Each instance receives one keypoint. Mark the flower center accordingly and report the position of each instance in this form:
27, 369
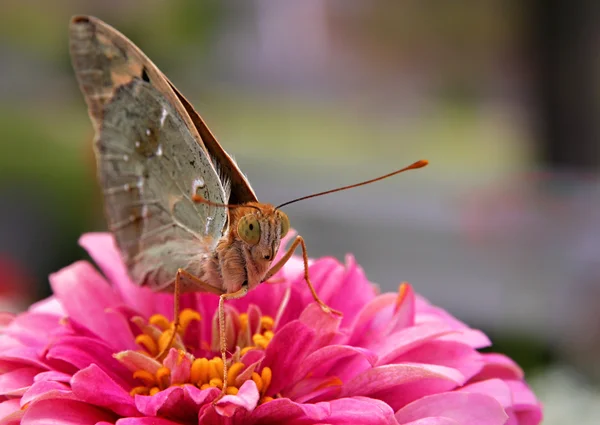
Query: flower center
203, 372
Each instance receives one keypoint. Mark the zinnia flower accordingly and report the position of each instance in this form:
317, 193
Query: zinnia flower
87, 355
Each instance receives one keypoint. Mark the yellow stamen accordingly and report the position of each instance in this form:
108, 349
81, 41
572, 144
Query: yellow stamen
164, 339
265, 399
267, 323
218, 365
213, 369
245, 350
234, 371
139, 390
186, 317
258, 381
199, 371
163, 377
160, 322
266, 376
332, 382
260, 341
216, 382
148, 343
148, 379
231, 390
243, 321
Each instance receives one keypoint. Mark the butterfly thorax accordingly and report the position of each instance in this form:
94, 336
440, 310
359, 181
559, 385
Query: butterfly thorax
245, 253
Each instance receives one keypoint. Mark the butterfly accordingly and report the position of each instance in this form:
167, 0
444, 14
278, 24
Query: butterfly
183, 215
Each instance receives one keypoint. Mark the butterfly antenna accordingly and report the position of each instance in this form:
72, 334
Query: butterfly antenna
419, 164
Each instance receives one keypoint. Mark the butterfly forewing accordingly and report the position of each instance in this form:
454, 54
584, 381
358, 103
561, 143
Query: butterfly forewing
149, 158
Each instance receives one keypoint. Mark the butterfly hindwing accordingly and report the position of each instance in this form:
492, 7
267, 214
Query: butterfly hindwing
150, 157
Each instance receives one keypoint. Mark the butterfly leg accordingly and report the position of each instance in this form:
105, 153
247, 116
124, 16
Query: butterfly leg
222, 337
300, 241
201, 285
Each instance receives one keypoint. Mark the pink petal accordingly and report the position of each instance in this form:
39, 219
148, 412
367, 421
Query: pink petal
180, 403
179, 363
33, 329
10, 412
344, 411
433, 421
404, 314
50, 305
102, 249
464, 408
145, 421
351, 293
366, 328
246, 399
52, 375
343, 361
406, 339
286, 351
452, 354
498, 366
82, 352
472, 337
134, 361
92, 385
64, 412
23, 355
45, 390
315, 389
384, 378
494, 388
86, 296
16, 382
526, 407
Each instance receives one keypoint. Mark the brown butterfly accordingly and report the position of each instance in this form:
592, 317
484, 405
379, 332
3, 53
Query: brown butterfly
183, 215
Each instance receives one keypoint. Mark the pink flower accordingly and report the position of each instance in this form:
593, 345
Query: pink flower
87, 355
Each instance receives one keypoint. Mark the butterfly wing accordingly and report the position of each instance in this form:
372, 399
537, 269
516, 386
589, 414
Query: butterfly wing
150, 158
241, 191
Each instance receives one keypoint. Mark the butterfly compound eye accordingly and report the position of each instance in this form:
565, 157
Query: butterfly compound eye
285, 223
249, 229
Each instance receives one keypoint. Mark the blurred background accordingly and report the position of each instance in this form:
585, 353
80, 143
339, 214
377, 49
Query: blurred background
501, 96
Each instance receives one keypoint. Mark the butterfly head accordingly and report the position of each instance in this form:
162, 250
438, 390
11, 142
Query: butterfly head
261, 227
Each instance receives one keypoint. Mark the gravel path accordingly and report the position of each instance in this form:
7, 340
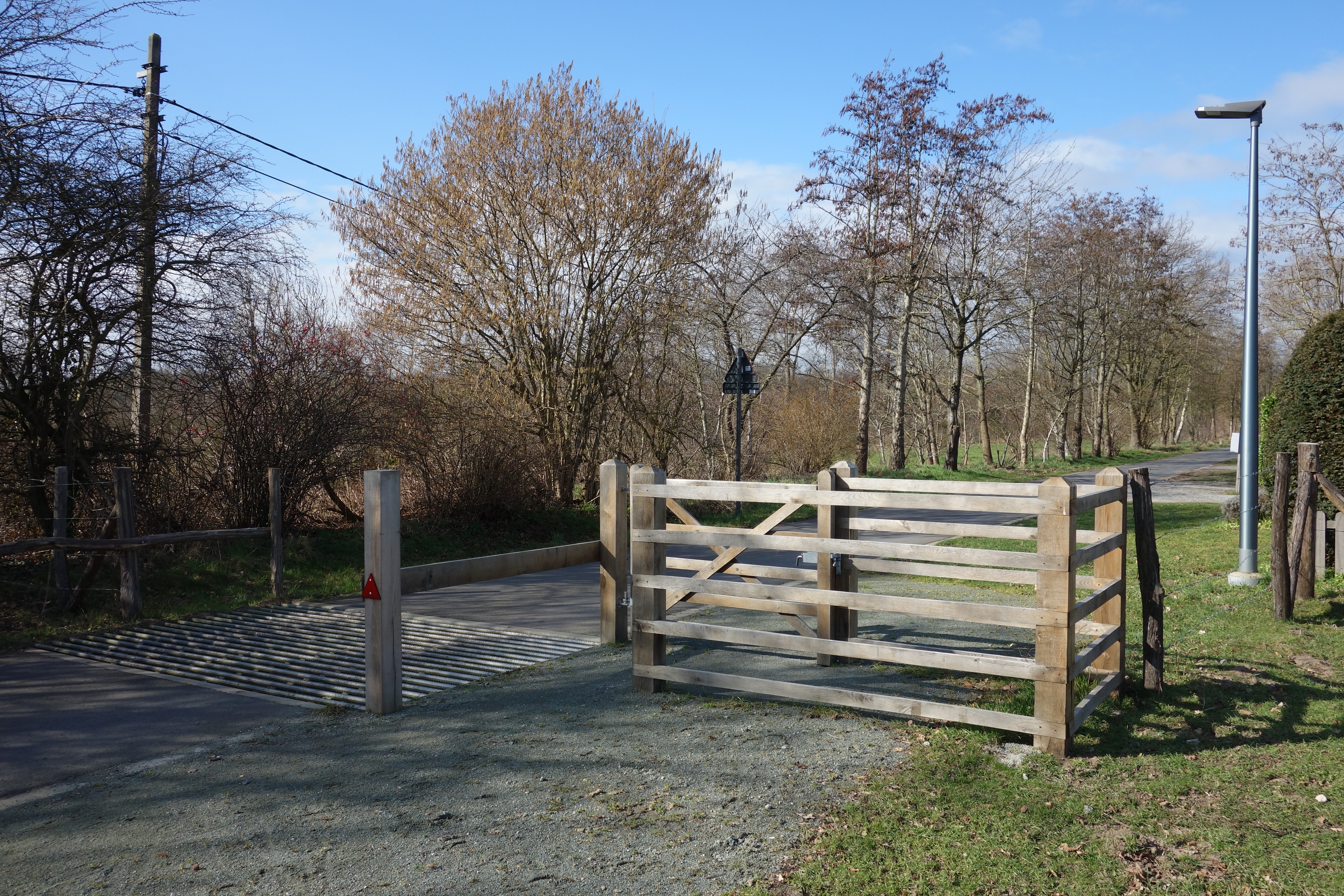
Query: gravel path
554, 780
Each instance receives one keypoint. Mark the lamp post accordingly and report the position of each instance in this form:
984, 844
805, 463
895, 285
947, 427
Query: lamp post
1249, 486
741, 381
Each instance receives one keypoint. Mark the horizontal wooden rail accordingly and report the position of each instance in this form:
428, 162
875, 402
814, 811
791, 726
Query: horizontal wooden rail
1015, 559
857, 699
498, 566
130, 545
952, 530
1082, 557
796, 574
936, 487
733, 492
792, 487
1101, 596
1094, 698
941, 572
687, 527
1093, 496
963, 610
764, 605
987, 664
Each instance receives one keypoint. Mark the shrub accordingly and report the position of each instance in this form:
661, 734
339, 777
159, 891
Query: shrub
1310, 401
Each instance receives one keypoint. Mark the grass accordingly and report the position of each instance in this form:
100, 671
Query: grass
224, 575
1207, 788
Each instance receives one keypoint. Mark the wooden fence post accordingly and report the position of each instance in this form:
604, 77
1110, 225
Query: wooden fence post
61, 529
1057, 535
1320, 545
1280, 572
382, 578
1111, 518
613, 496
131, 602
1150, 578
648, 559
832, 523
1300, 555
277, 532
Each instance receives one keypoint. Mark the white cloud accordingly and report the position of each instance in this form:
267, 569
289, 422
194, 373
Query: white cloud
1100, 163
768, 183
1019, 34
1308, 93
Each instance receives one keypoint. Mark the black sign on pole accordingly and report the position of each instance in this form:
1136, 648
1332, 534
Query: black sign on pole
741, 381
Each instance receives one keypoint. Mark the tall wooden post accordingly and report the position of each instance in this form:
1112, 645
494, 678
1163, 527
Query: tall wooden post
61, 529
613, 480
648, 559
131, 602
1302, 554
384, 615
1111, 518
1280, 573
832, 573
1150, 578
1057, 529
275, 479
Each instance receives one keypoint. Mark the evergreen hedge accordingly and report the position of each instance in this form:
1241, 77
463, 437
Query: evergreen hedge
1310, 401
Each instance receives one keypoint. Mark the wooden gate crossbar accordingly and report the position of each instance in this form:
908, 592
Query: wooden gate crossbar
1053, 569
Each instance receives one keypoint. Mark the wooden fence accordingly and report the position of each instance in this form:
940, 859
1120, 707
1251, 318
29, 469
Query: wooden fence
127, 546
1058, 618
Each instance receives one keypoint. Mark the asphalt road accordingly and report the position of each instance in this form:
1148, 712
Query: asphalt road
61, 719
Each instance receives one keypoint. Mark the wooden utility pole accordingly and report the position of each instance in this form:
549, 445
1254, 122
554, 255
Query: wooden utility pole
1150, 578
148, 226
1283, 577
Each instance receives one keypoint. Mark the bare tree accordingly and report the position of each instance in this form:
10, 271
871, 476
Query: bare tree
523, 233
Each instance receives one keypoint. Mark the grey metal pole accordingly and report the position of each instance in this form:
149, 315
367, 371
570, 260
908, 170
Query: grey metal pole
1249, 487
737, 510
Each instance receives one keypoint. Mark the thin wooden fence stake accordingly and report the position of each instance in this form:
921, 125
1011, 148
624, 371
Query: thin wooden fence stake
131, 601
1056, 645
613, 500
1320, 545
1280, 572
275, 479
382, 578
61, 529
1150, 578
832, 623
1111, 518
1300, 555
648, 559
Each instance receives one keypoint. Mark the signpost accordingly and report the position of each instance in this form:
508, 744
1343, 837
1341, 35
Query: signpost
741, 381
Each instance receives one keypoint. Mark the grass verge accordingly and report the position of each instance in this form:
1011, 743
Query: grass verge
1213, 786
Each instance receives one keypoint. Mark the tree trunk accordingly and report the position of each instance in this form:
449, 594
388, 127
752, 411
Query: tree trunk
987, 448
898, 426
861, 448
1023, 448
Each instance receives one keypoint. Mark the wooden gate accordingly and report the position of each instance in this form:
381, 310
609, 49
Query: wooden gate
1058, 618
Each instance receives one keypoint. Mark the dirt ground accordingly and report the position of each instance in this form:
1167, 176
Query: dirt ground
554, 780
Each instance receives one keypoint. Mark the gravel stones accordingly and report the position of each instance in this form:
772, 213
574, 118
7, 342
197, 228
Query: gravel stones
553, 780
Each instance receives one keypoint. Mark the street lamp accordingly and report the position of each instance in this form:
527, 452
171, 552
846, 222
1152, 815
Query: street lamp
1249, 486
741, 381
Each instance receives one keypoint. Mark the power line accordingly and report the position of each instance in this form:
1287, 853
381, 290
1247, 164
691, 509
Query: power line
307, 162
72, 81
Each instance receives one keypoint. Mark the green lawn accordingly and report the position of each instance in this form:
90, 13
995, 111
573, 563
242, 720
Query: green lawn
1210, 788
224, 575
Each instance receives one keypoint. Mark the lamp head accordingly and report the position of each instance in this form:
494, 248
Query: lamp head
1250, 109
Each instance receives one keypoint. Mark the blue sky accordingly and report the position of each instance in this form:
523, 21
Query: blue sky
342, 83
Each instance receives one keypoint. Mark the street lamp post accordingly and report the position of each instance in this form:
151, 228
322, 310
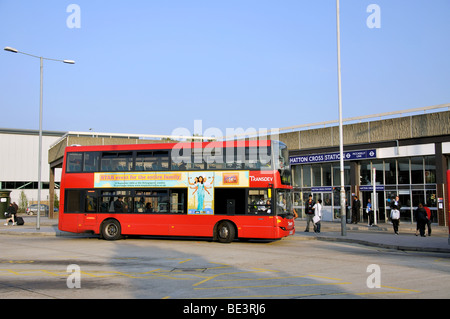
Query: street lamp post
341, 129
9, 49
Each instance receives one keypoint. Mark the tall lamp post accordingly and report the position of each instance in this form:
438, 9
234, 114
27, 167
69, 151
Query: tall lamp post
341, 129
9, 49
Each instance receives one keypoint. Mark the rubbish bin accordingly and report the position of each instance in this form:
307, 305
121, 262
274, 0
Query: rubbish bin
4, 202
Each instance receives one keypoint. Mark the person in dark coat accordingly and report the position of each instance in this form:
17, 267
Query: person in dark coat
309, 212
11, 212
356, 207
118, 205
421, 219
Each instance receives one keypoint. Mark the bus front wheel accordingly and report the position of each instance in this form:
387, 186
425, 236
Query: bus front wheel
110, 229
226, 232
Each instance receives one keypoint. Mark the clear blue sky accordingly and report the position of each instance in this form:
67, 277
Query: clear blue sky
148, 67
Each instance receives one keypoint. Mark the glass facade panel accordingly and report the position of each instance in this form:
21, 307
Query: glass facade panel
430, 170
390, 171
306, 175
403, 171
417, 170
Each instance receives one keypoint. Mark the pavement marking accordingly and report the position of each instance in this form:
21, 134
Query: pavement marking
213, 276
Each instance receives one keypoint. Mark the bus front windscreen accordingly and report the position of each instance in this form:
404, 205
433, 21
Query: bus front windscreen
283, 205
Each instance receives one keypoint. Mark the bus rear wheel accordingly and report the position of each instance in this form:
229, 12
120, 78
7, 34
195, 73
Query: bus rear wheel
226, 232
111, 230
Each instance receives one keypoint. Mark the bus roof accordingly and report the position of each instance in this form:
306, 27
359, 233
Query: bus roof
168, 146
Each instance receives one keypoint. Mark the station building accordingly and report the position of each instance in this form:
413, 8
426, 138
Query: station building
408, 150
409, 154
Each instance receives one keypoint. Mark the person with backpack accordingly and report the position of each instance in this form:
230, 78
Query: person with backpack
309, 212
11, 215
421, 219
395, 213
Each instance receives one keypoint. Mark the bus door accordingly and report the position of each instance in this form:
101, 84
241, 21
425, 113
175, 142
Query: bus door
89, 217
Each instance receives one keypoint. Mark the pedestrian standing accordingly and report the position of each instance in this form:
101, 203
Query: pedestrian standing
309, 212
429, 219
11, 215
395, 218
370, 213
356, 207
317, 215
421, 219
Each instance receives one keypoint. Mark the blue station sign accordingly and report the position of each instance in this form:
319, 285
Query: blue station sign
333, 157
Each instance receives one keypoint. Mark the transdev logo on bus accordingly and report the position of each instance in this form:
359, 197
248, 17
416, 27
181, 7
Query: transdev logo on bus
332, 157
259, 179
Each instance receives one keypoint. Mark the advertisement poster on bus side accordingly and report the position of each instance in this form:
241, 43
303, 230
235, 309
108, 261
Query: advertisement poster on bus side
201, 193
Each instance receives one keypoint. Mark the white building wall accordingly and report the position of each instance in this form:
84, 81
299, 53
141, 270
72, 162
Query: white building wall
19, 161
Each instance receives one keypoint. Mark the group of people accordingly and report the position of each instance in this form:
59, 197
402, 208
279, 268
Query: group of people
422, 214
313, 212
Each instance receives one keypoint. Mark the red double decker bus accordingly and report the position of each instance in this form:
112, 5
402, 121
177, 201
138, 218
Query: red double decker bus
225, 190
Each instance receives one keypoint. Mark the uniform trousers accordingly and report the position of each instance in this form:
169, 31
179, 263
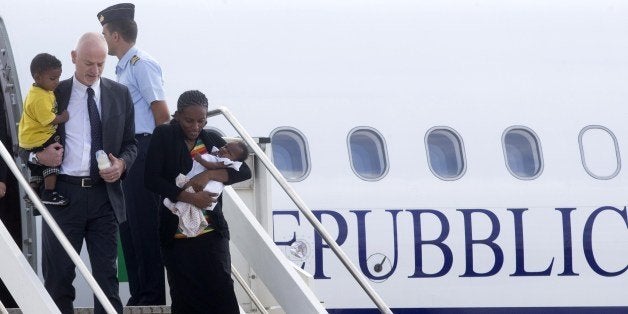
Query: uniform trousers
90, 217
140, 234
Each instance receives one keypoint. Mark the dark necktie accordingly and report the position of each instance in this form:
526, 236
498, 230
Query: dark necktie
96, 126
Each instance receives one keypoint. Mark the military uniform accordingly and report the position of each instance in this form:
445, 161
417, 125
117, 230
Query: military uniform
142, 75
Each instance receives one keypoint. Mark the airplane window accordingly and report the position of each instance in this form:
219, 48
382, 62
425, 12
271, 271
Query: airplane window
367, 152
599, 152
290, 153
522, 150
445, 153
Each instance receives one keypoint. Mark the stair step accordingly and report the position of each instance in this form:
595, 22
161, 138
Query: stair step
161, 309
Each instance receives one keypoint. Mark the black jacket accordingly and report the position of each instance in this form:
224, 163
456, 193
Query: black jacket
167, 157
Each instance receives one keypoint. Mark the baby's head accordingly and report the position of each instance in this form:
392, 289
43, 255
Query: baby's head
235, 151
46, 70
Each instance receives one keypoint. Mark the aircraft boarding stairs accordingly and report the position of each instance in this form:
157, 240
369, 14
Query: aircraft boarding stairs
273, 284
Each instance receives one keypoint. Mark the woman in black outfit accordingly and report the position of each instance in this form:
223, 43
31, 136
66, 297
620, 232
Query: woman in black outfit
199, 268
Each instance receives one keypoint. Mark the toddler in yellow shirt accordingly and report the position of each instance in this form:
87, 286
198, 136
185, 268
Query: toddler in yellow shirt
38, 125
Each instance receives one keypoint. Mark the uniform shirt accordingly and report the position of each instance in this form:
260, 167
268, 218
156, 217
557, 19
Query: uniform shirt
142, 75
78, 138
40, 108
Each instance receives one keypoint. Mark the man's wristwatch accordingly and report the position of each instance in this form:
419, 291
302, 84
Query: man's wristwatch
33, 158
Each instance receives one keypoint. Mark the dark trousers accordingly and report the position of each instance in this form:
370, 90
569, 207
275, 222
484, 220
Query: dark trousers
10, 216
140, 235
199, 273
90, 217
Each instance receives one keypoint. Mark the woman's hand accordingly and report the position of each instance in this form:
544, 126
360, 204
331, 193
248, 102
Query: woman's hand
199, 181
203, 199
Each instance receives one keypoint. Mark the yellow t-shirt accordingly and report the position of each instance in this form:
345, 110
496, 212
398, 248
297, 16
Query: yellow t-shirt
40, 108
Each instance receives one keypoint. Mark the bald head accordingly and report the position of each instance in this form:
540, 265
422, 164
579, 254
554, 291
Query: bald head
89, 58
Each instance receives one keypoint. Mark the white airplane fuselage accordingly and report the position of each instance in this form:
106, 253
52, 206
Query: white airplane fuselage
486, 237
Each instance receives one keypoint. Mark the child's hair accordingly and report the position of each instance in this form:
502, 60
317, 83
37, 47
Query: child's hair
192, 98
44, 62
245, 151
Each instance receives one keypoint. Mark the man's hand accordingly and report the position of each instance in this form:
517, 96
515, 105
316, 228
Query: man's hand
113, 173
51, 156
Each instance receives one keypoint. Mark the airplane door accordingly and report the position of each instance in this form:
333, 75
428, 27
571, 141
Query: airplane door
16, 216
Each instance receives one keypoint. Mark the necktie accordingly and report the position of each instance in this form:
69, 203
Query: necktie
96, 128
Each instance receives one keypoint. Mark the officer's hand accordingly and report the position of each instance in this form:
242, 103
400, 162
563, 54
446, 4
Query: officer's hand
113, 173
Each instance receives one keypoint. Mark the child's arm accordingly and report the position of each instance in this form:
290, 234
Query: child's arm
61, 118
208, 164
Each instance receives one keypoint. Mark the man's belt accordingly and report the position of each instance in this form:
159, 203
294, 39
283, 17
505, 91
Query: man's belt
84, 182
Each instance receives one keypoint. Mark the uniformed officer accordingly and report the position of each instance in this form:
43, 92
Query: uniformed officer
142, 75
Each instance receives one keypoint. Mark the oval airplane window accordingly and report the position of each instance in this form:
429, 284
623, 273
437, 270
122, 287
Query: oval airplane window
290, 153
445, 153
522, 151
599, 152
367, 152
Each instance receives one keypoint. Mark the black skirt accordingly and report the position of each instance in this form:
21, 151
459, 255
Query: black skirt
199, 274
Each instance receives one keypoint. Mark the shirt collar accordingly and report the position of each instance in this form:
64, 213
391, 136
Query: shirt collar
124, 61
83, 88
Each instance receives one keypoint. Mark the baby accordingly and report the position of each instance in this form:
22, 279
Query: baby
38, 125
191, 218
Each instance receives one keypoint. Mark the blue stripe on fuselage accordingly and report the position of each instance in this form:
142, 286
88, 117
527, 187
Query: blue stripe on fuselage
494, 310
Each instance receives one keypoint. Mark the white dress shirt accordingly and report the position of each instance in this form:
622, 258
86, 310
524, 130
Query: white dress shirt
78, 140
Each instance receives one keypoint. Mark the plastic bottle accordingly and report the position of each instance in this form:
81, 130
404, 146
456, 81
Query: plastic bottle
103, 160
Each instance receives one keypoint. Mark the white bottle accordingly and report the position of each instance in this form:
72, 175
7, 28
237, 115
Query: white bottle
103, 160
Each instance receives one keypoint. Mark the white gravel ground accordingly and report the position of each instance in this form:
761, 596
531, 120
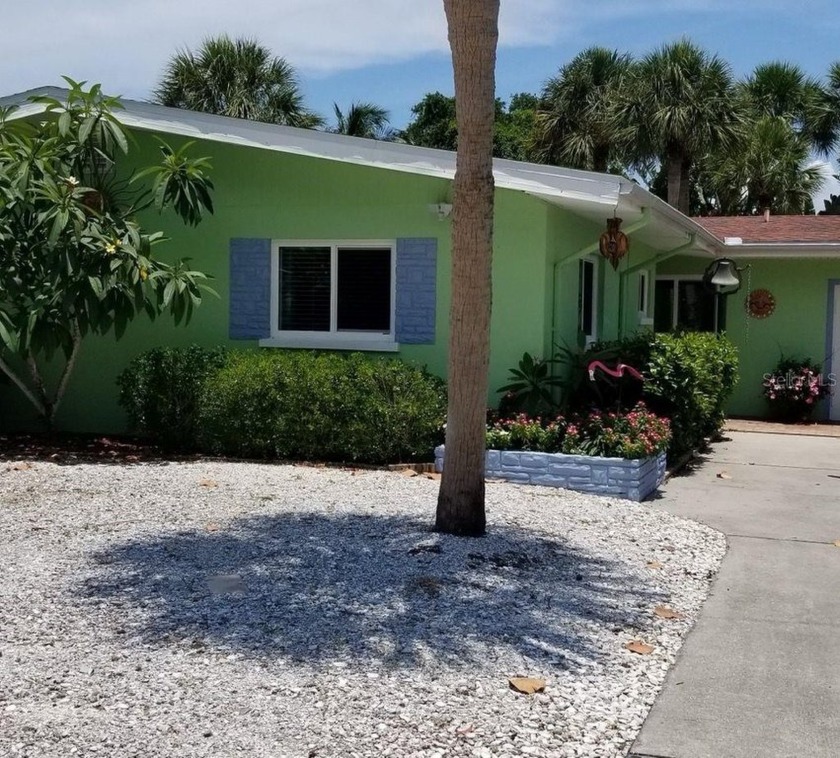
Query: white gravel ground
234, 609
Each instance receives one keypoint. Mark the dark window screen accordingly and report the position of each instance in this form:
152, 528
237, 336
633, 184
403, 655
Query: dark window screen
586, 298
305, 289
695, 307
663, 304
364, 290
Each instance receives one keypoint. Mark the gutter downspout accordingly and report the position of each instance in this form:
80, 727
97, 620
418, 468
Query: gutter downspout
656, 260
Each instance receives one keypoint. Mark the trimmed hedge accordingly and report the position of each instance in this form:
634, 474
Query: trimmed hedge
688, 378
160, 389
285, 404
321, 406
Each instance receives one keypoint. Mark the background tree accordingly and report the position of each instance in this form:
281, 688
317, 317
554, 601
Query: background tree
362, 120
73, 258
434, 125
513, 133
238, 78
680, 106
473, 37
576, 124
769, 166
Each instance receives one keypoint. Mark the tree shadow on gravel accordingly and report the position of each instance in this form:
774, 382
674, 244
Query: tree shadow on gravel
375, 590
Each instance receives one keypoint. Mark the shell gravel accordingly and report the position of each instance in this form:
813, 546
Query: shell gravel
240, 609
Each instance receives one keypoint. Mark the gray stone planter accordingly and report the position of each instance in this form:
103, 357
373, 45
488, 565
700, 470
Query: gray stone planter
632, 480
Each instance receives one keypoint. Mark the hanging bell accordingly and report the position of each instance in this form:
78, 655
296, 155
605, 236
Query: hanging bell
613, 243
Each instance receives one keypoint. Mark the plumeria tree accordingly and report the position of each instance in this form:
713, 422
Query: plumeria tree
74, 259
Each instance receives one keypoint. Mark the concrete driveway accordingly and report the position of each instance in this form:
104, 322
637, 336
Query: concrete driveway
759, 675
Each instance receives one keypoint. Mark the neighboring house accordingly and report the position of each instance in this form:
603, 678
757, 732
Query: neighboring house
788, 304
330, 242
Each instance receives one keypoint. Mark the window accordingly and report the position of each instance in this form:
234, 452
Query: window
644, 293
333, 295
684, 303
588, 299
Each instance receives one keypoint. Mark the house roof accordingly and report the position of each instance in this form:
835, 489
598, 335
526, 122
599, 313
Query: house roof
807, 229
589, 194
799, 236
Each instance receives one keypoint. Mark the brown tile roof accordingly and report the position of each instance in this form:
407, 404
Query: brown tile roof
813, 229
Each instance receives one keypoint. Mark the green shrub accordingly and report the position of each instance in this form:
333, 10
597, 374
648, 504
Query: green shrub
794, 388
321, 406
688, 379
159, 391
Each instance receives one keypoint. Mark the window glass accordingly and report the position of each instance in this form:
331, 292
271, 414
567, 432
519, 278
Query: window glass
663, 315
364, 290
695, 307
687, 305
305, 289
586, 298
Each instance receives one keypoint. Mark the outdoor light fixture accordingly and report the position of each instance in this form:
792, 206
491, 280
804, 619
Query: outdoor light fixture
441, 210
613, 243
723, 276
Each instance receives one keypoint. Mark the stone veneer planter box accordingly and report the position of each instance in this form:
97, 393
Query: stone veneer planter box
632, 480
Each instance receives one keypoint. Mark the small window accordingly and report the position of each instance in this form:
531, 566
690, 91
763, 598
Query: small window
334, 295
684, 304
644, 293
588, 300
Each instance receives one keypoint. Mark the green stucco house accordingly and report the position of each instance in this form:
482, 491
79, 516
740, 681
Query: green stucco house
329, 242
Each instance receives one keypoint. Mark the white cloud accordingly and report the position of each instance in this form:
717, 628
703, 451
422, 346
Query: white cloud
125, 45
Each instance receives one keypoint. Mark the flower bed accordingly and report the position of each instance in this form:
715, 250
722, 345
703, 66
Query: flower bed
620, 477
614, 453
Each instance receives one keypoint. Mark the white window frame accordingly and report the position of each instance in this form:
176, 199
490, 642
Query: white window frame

----------

## Exercise task
Only the lines from the one containing "Each instance receives one keypoint. Mark the window glass" to the end of the records should be repeated, exactly as they appear.

## Solution to the exercise
Each instance receives one keypoint. Mark the window glass accordingly and report the position of each instance in this form:
331, 292
271, 414
567, 432
519, 278
Query: window glass
663, 315
364, 290
695, 307
687, 305
305, 289
586, 298
Each instance receives one keypoint. Mark the outdoor light fixture accordingly and report the position of each instance in this form:
792, 206
491, 280
804, 619
Query: outdoor light fixture
441, 210
613, 243
723, 276
Each instance receives one keypoint. Mark the stone veneer planter box accordingly and report the position of each instance in this form:
97, 393
Query: stone veneer planter box
632, 480
Each instance receives one keypoint. Mark the small window accordingly and report the position of each instance in this form:
531, 566
690, 91
763, 598
Query: small window
334, 295
684, 304
644, 293
588, 300
Each instance receives one keypoint. Mark the green stucco house accordingly and report the position of each instance in this form:
482, 491
79, 516
740, 681
Query: green stucco house
329, 242
Each instance receives one keypoint. Mark the white cloud accordingly and report the position of each instance in this form:
717, 628
703, 451
422, 346
Query: white cloud
125, 45
Each instance receives one keypoint. Mark the flower bed accordingly and report the position of each instance in this form:
715, 250
722, 345
703, 66
Query: flower bed
620, 477
614, 453
Each instance receives one keypoint. Mark the white window frame accordingly and report the position of each instance in this form:
176, 199
490, 642
Query: white window frame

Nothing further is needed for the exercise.